_Work task A_
Please list every location that the circuit protection passage below marks with the AFDD status "Recommended".
_Work task B_
Resume the circuit protection passage below, starting after its final sentence.

Type A Is the Minimum
What Are the Different MCB Types (B, C, D)?
MCB types define the magnetic (instantaneous) trip threshold as a multiple of the rated current.
MCB type characteristics
BS EN 60898-1| MCB Type | Magnetic Trip Range | Typical Applications |
|---|---|---|
| Type B | 3-5 x In | Domestic resistive loads, lighting circuits, socket circuits |
| Type C | 5-10 x In | Small motors, LED driver arrays, air conditioning, commercial lighting |
| Type D | 10-20 x In | Large motors, transformers, welding equipment, X-ray machines |
In = rated current of the MCB. Type B is standard for domestic installations.
Type B MCBs are used in the vast majority of domestic installations because domestic loads are predominantly resistive (heaters, kettles, ovens) or have low inrush currents. Type C is specified where inrush currents from motors or large LED arrays could cause nuisance tripping of Type B. Type D is reserved for heavy industrial loads with very high inrush characteristics.
What Is an AFDD and When Is It Required?
Arc Fault Detection Devices represent the newest layer of circuit protection, detecting dangerous electrical arcing.
An AFDD (Arc Fault Detection Device) detects dangerous series and parallel arc faults — arcing caused by damaged cables, loose connections, or crushed conductors. These arc faults produce heat that can ignite surrounding materials, but they often do not draw enough current to trip an MCB and may not create enough earth leakage to trip an RCD.
AFDD recommendation summary
BS 7671 Regulation 421.1.7| Location | AFDD Status | Reference |
|---|---|---|
| Buildings with sleeping accommodation | Recommended | Reg 421.1.7 |
| Locations with combustible construction (timber-framed) | Recommended | Reg 421.1.7 |
| Premises with irreplaceable goods (museums, heritage) | Recommended | Reg 421.1.7 |
| HMOs (Houses in Multiple Occupation) | Recommended | Reg 421.1.7 |
| Standard domestic (non-combustible) | Not yet mandatory | May be required by building control |
AFDDs are available as standalone devices or combined AFDD/RCBO units.
Future-Proofing
How to Choose the Right Protection Device
A step-by-step approach to selecting the correct protective device for each circuit.

_Records supplied_

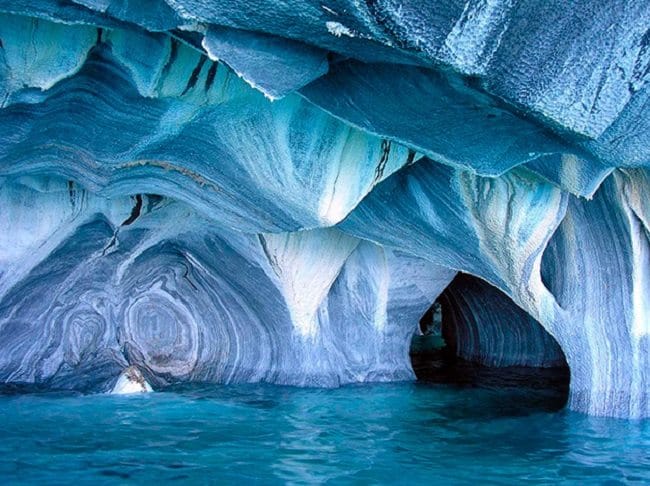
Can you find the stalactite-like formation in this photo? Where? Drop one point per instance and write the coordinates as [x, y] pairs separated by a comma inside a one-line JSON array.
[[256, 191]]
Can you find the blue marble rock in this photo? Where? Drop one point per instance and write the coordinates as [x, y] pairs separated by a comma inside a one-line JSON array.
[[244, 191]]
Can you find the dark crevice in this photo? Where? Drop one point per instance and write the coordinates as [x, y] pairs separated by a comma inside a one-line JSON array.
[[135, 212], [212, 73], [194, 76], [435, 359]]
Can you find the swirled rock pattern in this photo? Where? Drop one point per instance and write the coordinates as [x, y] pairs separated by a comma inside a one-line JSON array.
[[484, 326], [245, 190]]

* * *

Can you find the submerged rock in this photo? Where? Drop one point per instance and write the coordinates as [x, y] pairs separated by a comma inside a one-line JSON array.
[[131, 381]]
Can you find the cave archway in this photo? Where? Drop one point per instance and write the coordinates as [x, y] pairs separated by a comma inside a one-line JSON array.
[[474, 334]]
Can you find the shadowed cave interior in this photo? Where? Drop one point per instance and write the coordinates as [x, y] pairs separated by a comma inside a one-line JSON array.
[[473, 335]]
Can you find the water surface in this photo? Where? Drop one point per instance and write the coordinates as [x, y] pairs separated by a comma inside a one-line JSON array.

_Output A_
Buildings with sleeping accommodation
Locations with combustible construction (timber-framed)
Premises with irreplaceable goods (museums, heritage)
HMOs (Houses in Multiple Occupation)

_Output B_
Step 1: Calculate the design current (Ib) of the circuit and select an MCB rating (In) where In is greater than or equal to Ib.
Step 2: Determine whether the circuit requires RCD protection. Per Regulation 411.3.4, RCD protection is required for: socket outlets rated up to 32A, bathroom circuits, outdoor circuits, cables concealed in walls at less than 50mm depth without mechanical protection, and lighting circuits in domestic premises.
Step 3: If RCD protection is needed, choose between an individual RCBO per circuit (recommended) or MCBs behind a shared RCD. RCBOs provide independent protection and better fault isolation.
Step 4: Select the correct RCD type: Type A as a minimum for all circuits, Type F for circuits with variable frequency drives, and Type B where smooth DC earth leakage is possible.
Step 5: Assess whether an AFDD is recommended — particularly for circuits in premises with sleeping accommodation, combustible construction, or fire risk per Regulation 421.1.7.
Verify Breaking Capacity
Split-Load Board vs Full RCBO Board
Comparing the two most common consumer unit configurations in UK domestic installations.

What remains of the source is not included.